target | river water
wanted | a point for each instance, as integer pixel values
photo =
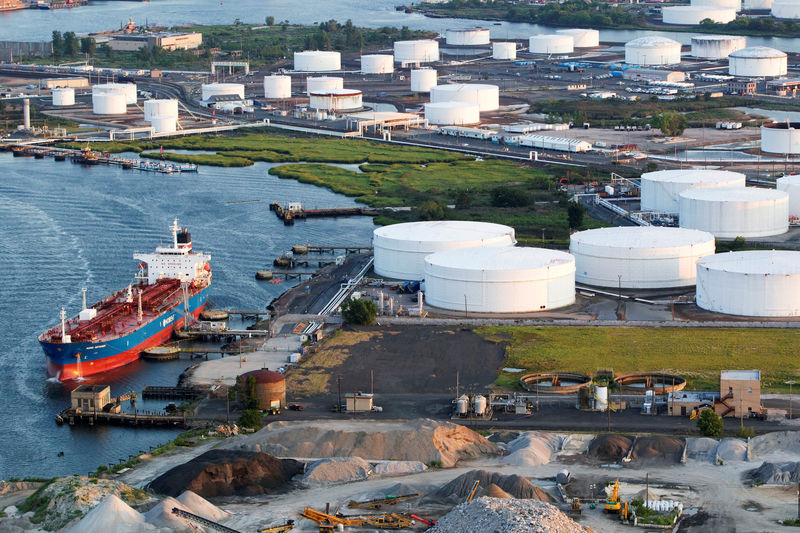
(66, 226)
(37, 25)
# # #
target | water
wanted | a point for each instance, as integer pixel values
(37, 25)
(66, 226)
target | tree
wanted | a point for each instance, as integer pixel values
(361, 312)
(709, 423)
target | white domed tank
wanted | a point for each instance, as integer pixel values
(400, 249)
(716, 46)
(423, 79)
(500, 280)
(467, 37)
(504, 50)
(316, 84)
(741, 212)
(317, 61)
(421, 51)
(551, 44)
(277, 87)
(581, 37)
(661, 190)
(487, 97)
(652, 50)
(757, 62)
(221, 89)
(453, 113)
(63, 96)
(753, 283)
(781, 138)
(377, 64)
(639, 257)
# # #
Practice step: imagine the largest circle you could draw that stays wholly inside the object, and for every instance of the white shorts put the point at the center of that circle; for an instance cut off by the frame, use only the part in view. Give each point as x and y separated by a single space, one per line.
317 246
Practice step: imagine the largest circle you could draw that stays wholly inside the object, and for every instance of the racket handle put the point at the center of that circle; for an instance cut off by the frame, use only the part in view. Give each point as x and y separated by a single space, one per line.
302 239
# # #
Work to be completed ->
Collect every line of the records above that contains the string "draw", matching case exactly.

The completed task ->
Practice step: imagine the largest circle you could draw that stays wholly inside the object, and for every instance of the white shorts put the point at the center of that circle; for an instance cut off by the frame, use only the part in view. Give each point as x and y separated by a single space, one per line.
Practice step: imagine the largest circle you could draw that stays wholly inside the object, and for every instance of the racket handle put the point at the center of that circle; for an instance cut off by the frame, use only the part in view. Give each point as x and y separated by a single space, one per line.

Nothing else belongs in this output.